(Work item):
A line-by-line copy of the material below is required.

+ + + +

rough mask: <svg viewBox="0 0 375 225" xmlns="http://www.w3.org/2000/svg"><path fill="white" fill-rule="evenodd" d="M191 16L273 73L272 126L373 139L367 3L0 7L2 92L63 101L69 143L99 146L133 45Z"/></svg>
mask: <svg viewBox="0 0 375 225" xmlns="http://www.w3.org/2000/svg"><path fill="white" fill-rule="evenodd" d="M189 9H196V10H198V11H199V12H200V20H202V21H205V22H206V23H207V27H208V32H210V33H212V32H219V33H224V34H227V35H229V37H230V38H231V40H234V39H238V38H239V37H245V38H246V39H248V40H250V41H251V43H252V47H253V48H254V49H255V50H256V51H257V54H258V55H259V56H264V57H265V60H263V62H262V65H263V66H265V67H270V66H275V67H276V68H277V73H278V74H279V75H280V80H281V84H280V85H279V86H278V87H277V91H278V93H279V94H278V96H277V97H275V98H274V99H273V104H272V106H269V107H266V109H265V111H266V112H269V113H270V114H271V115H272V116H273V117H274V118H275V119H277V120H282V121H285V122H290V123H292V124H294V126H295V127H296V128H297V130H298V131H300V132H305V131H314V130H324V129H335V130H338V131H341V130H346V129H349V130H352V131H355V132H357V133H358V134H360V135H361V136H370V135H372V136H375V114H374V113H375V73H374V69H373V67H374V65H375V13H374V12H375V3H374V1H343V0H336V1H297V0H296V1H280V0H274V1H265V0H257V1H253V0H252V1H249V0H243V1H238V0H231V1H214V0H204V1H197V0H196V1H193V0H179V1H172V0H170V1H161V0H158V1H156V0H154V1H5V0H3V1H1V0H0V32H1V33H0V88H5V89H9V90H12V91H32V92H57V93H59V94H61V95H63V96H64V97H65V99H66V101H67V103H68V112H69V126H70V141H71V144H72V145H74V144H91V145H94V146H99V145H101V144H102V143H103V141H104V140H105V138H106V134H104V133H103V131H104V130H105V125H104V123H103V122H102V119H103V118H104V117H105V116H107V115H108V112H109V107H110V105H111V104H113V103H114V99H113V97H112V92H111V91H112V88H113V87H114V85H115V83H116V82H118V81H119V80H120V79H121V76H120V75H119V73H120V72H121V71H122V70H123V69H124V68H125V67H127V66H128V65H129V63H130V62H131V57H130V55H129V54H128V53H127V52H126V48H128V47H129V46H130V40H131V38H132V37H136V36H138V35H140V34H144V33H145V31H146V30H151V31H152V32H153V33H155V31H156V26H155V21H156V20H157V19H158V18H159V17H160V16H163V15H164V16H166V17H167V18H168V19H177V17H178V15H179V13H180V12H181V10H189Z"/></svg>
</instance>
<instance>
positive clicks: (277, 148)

+ + + +

(Finished task):
rough mask: <svg viewBox="0 0 375 225" xmlns="http://www.w3.org/2000/svg"><path fill="white" fill-rule="evenodd" d="M191 16L273 73L272 126L373 139L367 3L0 7L2 92L63 101L69 143L99 146L133 45Z"/></svg>
mask: <svg viewBox="0 0 375 225" xmlns="http://www.w3.org/2000/svg"><path fill="white" fill-rule="evenodd" d="M189 9H196V10H198V11H199V12H200V20H202V21H205V22H206V23H207V27H208V32H210V33H212V32H219V33H224V34H227V35H229V37H230V38H231V40H234V39H238V38H239V37H245V38H246V39H248V40H250V41H251V43H252V47H253V48H254V49H255V50H256V51H257V54H258V55H259V56H264V57H265V60H263V62H262V65H263V66H265V67H270V66H275V67H276V68H277V73H278V74H279V75H280V80H281V84H280V85H279V86H278V87H277V91H278V93H279V94H278V96H277V97H275V98H274V99H273V104H272V106H269V107H266V109H265V111H266V112H269V113H270V114H271V115H272V116H273V117H274V118H275V119H277V120H282V121H285V122H290V123H292V124H294V126H295V127H296V128H297V130H298V131H300V132H305V131H314V130H324V129H335V130H338V131H341V130H346V129H349V130H352V131H355V132H357V133H358V134H360V135H361V136H370V135H372V136H375V114H374V113H375V73H374V69H373V67H374V65H375V13H374V12H375V3H374V1H343V0H336V1H297V0H296V1H280V0H274V1H265V0H257V1H253V0H252V1H249V0H243V1H238V0H231V1H214V0H204V1H197V0H196V1H193V0H179V1H172V0H170V1H161V0H158V1H156V0H154V1H5V0H3V1H1V0H0V32H1V33H0V88H5V89H9V90H12V91H32V92H57V93H59V94H61V95H63V96H64V97H65V99H66V101H67V103H68V112H69V126H70V141H71V144H72V145H74V144H91V145H94V146H99V145H101V144H102V143H103V141H104V140H105V138H106V134H104V133H103V131H104V130H105V125H104V123H103V122H102V119H103V118H104V117H105V116H107V115H108V112H109V107H110V105H111V104H113V103H114V99H113V97H112V92H111V91H112V88H113V87H114V85H115V83H116V82H118V81H119V80H120V79H121V76H120V75H119V73H120V72H121V71H122V70H123V69H124V68H125V67H127V66H128V65H129V63H130V62H131V57H130V55H129V54H128V53H127V52H126V48H128V47H129V46H130V40H131V38H132V37H136V36H138V35H140V34H144V33H145V31H146V30H151V31H152V32H153V33H155V31H156V26H155V21H156V20H157V19H158V18H159V17H160V16H163V15H164V16H166V17H167V18H168V19H177V17H178V15H179V13H180V12H181V10H189Z"/></svg>
</instance>
<instance>
positive clicks: (277, 148)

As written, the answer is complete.